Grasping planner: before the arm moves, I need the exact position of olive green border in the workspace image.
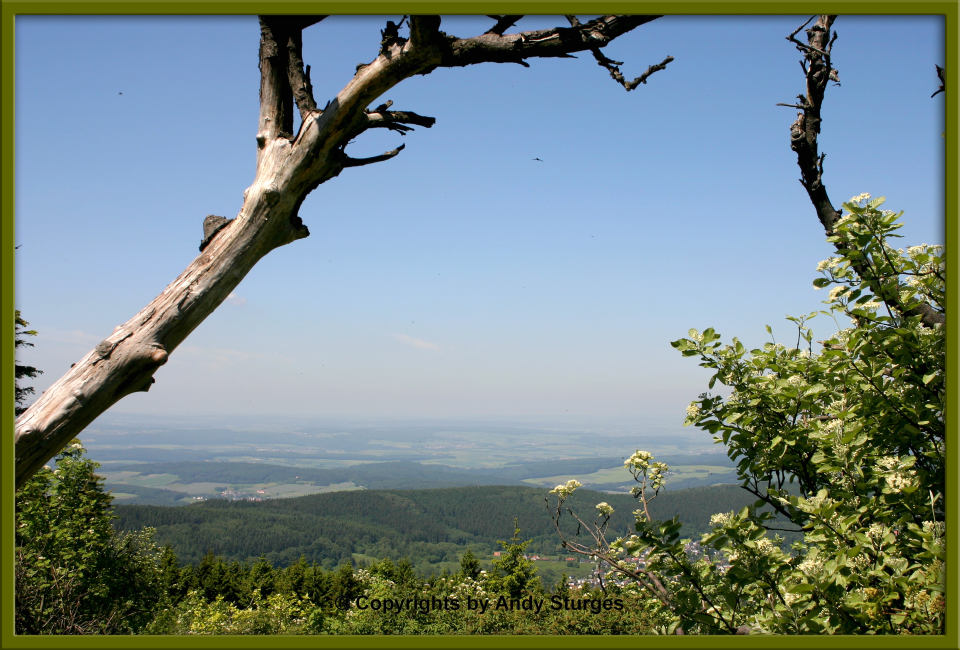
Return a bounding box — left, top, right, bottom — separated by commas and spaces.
0, 0, 960, 649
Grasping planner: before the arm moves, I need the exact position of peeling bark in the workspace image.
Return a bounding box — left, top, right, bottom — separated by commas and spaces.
779, 15, 947, 327
16, 16, 668, 487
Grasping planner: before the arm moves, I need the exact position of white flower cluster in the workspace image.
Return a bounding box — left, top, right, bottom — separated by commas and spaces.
923, 521, 946, 539
755, 537, 777, 555
550, 479, 583, 499
710, 512, 730, 526
797, 555, 823, 578
867, 523, 890, 547
623, 449, 653, 470
827, 285, 847, 302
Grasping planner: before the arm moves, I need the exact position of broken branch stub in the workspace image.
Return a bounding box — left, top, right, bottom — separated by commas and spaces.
15, 16, 668, 487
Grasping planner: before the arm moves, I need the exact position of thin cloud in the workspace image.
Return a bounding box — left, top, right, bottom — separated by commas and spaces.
393, 334, 440, 350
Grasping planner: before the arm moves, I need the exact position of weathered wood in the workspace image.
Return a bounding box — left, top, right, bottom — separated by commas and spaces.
16, 16, 668, 487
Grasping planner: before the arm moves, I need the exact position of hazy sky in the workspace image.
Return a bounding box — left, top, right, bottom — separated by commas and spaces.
15, 16, 944, 427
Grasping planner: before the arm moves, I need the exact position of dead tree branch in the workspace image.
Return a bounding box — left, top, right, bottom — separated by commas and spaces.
782, 15, 946, 327
16, 16, 672, 487
930, 65, 946, 97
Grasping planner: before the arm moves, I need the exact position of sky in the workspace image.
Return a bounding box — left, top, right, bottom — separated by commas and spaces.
15, 16, 944, 429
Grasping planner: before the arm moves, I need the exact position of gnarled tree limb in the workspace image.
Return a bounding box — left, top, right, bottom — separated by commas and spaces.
16, 16, 672, 487
782, 15, 946, 327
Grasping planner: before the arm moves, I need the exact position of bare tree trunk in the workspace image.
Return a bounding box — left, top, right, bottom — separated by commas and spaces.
16, 16, 672, 487
780, 15, 947, 327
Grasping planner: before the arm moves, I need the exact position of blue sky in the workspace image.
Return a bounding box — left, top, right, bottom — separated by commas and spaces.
15, 16, 944, 428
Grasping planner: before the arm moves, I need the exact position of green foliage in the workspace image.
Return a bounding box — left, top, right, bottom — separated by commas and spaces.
15, 441, 166, 634
558, 195, 945, 634
13, 309, 43, 415
490, 519, 543, 598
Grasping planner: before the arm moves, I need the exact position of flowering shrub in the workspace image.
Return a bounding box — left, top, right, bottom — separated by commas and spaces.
555, 194, 945, 634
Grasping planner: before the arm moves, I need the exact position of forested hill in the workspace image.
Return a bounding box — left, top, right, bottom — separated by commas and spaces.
115, 485, 754, 567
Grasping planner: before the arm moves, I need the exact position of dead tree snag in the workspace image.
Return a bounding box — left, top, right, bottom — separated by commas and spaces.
16, 15, 670, 487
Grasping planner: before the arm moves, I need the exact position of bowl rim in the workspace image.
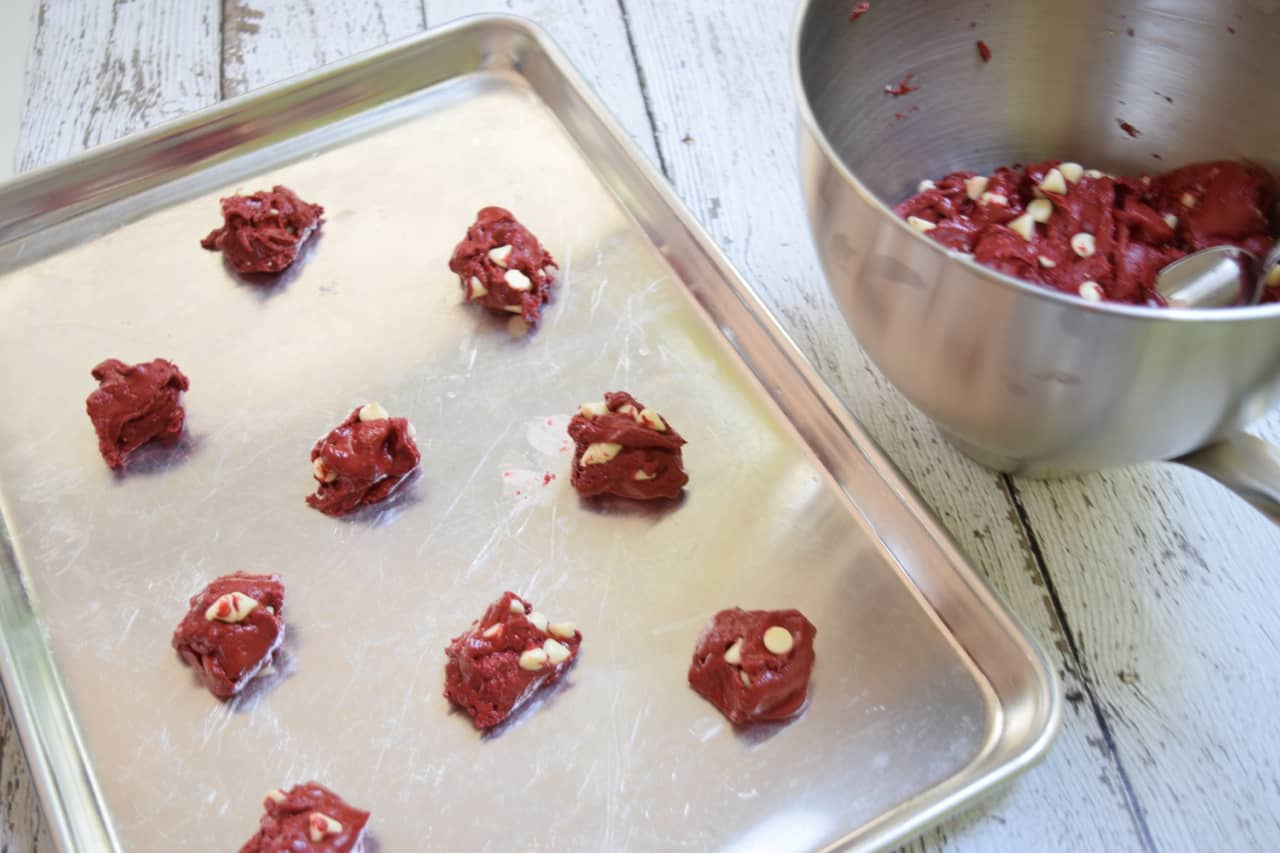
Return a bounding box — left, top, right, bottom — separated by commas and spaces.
788, 0, 1280, 323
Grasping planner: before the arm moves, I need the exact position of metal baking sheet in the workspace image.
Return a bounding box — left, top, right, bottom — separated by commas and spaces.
0, 18, 1060, 852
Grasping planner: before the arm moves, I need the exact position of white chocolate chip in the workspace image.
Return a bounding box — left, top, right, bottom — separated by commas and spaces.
543, 638, 572, 666
205, 593, 257, 624
1009, 214, 1036, 242
1027, 199, 1053, 223
502, 269, 534, 291
547, 622, 577, 639
311, 456, 338, 483
640, 409, 667, 433
1071, 231, 1098, 257
1079, 282, 1102, 302
1038, 169, 1066, 195
489, 246, 511, 268
520, 648, 547, 672
964, 174, 988, 204
582, 442, 622, 465
307, 812, 342, 844
724, 638, 742, 666
357, 403, 390, 424
764, 625, 796, 654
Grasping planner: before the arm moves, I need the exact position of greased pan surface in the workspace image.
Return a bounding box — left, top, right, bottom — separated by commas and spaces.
0, 18, 1059, 852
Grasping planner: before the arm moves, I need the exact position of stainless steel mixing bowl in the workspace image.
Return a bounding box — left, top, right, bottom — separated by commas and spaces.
792, 0, 1280, 504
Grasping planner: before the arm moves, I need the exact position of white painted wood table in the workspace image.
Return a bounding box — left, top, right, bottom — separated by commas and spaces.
0, 0, 1280, 853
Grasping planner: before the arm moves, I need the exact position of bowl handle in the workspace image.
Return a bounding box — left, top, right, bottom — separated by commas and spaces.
1171, 433, 1280, 524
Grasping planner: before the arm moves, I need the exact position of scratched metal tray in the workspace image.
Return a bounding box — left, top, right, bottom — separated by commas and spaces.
0, 18, 1060, 852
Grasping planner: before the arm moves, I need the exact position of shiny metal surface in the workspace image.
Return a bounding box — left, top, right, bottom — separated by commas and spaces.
0, 18, 1060, 850
1174, 433, 1280, 524
1156, 246, 1262, 307
794, 0, 1280, 475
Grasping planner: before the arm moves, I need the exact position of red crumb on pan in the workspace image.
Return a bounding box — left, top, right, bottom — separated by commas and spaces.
884, 74, 920, 97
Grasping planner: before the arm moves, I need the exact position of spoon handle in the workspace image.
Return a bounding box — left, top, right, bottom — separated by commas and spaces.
1171, 433, 1280, 525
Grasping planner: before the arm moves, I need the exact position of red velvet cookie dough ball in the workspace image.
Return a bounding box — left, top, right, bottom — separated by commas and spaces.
449, 207, 556, 325
568, 391, 689, 501
689, 607, 818, 725
200, 184, 324, 273
444, 592, 582, 729
173, 571, 284, 699
241, 781, 369, 853
893, 160, 1280, 305
84, 359, 189, 470
307, 403, 421, 516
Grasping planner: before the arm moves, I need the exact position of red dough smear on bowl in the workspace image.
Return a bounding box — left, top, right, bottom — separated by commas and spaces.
893, 160, 1280, 306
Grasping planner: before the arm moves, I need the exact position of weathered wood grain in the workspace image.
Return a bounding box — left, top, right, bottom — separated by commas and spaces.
1016, 415, 1280, 850
623, 0, 1142, 852
17, 0, 220, 170
12, 0, 1280, 853
0, 0, 220, 853
0, 704, 54, 853
221, 0, 425, 97
426, 0, 658, 163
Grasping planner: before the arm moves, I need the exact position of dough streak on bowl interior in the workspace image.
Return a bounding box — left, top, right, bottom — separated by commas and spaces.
792, 0, 1280, 476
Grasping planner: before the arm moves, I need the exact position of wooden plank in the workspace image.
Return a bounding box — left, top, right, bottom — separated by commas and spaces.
8, 0, 220, 853
426, 0, 658, 163
0, 706, 54, 853
623, 0, 1142, 852
1016, 414, 1280, 850
223, 0, 426, 97
17, 0, 220, 170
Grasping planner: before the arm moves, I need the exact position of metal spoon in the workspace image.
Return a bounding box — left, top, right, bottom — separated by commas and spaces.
1156, 243, 1280, 307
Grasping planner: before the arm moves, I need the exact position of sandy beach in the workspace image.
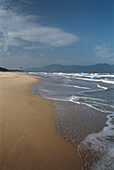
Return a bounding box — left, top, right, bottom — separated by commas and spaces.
0, 72, 82, 170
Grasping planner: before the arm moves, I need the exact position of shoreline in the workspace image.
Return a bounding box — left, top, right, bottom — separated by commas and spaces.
0, 73, 82, 170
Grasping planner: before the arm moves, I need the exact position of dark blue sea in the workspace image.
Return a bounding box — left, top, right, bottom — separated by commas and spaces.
29, 72, 114, 170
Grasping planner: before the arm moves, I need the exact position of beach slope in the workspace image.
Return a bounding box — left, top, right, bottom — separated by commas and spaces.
0, 72, 82, 170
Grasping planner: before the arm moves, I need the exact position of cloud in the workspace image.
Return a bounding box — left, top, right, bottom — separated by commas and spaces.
93, 44, 114, 58
0, 6, 79, 52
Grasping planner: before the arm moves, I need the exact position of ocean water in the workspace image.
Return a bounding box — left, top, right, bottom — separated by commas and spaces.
29, 72, 114, 170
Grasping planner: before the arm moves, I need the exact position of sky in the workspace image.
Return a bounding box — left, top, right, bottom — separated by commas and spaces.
0, 0, 114, 69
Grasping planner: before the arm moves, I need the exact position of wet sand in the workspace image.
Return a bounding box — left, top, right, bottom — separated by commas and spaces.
0, 72, 82, 170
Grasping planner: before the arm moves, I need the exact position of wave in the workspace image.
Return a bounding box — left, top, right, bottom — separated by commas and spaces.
97, 84, 109, 90
64, 84, 91, 89
76, 77, 114, 84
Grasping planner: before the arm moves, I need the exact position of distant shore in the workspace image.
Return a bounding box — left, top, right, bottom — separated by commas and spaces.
0, 72, 82, 170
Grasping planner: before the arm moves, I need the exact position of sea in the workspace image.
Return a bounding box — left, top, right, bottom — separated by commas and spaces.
29, 72, 114, 170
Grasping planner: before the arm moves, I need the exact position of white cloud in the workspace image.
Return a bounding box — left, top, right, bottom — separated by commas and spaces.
93, 44, 114, 58
0, 7, 79, 52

# # #

Put the lines from the one with "hazy sky in the workspace image." up to and including the one with "15, 16, 944, 427" into a numbered list, leaving out any blank lines.

- **Completed exercise**:
1. Grasping planner: before the arm moves, I need the exact position of hazy sky in the workspace image.
2. Return a bounding box — left, top, right, bottom — separated by commas and spaces.
3. 15, 16, 944, 427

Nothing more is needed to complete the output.